Task description ▸ Determine the number of lines in the data that contain "ridge", and write only that number.

### Record excerpts ###

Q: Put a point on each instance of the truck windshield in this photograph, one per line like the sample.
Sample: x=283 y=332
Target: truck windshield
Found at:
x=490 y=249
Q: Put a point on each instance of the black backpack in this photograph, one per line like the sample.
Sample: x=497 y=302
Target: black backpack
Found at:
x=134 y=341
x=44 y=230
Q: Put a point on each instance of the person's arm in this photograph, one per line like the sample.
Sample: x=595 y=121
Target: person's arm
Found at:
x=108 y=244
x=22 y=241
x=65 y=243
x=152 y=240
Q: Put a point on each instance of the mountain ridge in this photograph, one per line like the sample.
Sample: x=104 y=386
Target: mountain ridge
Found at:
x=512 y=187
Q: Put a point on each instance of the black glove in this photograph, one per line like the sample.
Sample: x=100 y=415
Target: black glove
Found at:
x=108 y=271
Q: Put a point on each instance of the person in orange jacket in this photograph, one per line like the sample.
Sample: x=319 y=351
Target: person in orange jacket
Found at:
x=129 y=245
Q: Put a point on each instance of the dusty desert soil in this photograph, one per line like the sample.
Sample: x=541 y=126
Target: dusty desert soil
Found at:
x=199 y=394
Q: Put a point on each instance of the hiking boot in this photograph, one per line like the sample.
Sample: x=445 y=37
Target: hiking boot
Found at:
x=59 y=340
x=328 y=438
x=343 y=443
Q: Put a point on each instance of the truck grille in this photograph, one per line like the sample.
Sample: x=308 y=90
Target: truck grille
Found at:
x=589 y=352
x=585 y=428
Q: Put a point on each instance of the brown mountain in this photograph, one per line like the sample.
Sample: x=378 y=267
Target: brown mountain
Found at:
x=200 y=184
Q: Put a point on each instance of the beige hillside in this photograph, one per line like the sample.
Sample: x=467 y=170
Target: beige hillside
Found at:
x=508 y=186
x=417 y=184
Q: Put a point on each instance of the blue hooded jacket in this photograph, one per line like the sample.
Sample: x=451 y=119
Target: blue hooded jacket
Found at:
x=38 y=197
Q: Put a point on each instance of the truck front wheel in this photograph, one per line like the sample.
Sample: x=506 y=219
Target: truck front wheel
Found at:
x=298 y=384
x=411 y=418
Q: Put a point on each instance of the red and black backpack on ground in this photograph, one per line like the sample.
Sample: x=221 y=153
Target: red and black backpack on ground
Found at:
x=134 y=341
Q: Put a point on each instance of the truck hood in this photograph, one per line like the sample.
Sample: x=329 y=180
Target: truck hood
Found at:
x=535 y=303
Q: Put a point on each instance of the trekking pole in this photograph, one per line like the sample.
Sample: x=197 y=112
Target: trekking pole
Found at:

###

Answer for this exercise ▸ 2